[Referring expression data]
_____
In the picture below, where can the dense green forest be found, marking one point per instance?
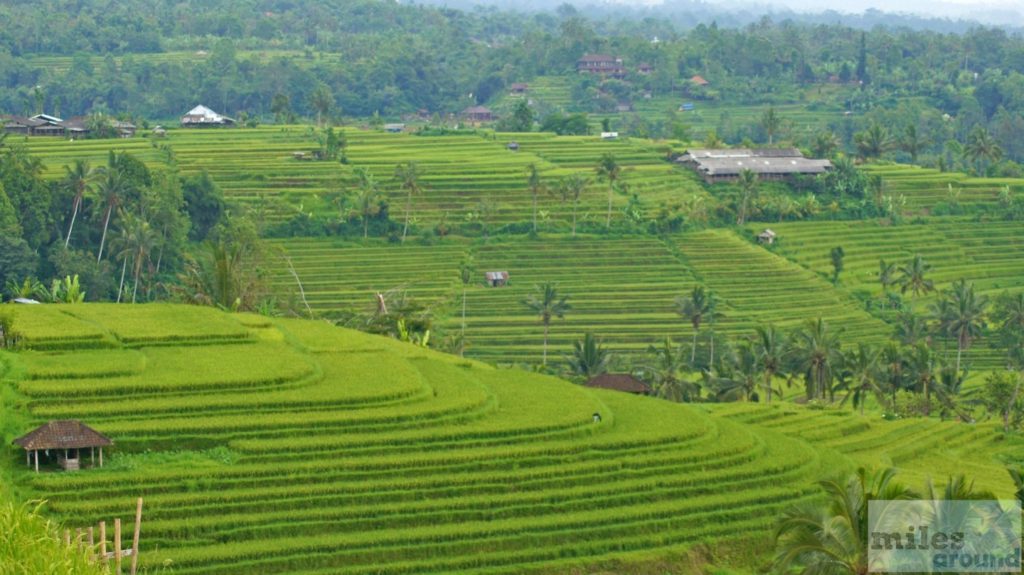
(271, 60)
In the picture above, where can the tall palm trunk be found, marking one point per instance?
(102, 240)
(462, 349)
(74, 214)
(611, 187)
(535, 211)
(409, 206)
(121, 286)
(544, 360)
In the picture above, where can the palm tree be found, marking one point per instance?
(862, 365)
(369, 200)
(912, 276)
(547, 303)
(981, 147)
(409, 179)
(322, 100)
(925, 369)
(112, 188)
(817, 353)
(466, 276)
(609, 170)
(964, 315)
(834, 539)
(570, 189)
(769, 345)
(887, 275)
(696, 308)
(771, 122)
(589, 358)
(139, 239)
(536, 187)
(749, 188)
(667, 372)
(79, 177)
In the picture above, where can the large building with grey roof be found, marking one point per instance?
(769, 164)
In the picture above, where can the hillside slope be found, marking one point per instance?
(291, 446)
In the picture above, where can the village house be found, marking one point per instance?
(201, 117)
(620, 382)
(496, 278)
(601, 63)
(64, 442)
(477, 115)
(769, 164)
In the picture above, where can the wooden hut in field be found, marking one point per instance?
(68, 440)
(496, 278)
(620, 382)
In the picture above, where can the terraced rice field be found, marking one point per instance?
(281, 446)
(256, 168)
(623, 290)
(925, 187)
(289, 450)
(988, 254)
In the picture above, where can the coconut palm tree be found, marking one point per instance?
(862, 365)
(609, 170)
(912, 276)
(368, 201)
(749, 189)
(834, 539)
(963, 316)
(589, 358)
(571, 188)
(981, 148)
(547, 303)
(667, 368)
(466, 269)
(696, 308)
(408, 176)
(770, 347)
(322, 100)
(536, 187)
(771, 122)
(887, 275)
(79, 177)
(112, 188)
(817, 354)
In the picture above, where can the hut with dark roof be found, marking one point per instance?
(620, 382)
(67, 439)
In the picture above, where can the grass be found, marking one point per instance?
(308, 457)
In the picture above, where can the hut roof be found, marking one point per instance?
(619, 382)
(67, 434)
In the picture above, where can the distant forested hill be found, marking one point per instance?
(266, 58)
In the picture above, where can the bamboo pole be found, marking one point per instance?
(134, 539)
(102, 541)
(117, 545)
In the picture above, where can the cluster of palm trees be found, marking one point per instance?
(110, 187)
(813, 353)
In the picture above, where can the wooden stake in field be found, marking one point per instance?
(102, 542)
(134, 540)
(117, 545)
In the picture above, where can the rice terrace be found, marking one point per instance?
(382, 288)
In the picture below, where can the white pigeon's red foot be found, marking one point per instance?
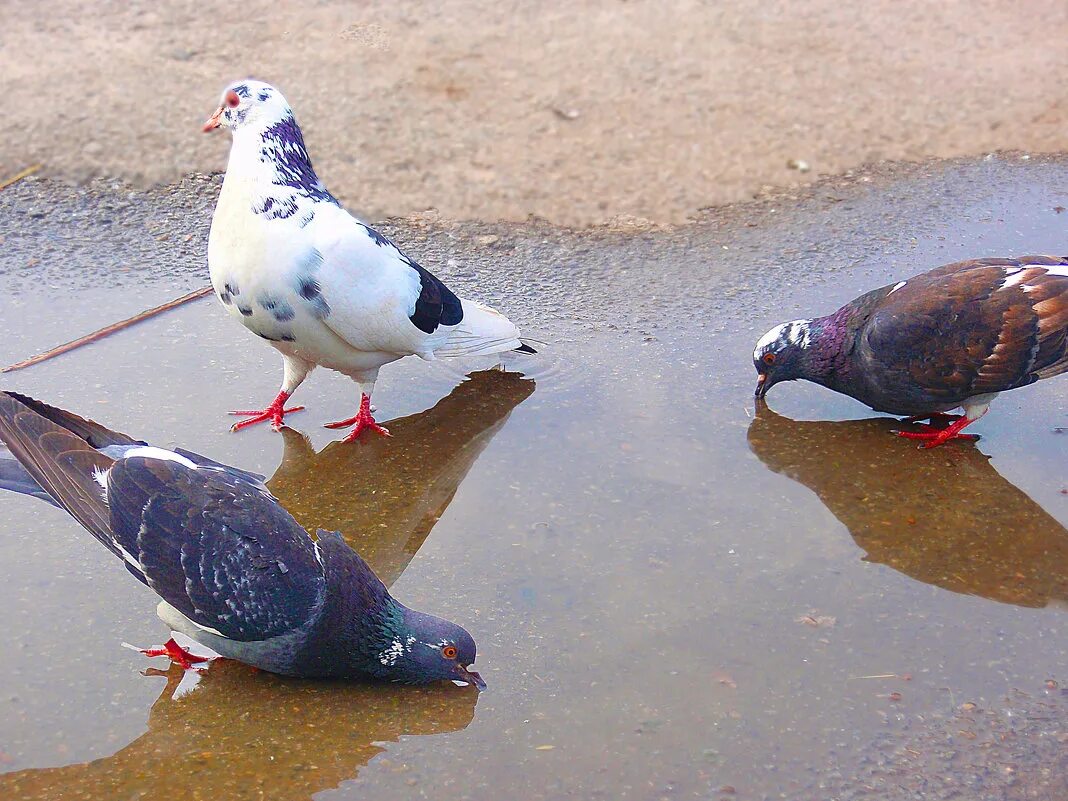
(176, 655)
(363, 421)
(933, 437)
(275, 413)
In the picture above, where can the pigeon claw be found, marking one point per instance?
(361, 422)
(933, 437)
(176, 655)
(275, 413)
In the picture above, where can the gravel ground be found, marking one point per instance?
(586, 113)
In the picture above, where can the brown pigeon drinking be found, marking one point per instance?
(954, 336)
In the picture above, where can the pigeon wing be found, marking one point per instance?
(219, 550)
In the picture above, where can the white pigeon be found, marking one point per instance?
(322, 286)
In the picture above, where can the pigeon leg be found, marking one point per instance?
(362, 421)
(935, 437)
(275, 413)
(176, 654)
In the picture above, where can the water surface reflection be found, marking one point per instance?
(240, 733)
(945, 517)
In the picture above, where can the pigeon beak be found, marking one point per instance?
(762, 386)
(470, 676)
(213, 122)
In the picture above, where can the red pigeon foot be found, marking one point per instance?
(935, 437)
(176, 654)
(361, 422)
(939, 415)
(275, 413)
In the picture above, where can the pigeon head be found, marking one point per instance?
(249, 104)
(780, 355)
(425, 648)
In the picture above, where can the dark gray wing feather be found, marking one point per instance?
(222, 552)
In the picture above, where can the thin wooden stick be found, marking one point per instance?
(19, 175)
(109, 329)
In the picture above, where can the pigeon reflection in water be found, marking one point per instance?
(952, 521)
(246, 734)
_____
Return only what runs from the line containing "In the picture above, where can the pigeon head" to the last line of the records above, both ends included, exactly as written.

In the picture above, where can the pigeon head be found, marking one point per instance?
(249, 104)
(780, 355)
(425, 648)
In the picture above, where can the dark gray wing feather be found, marking one point per instance?
(222, 552)
In the picture above, where can the thin wooden stick be found, marking one point per instance?
(19, 175)
(109, 329)
In the picture above, where can the pigeon reflection in water be found, marking one point per instance?
(952, 521)
(246, 734)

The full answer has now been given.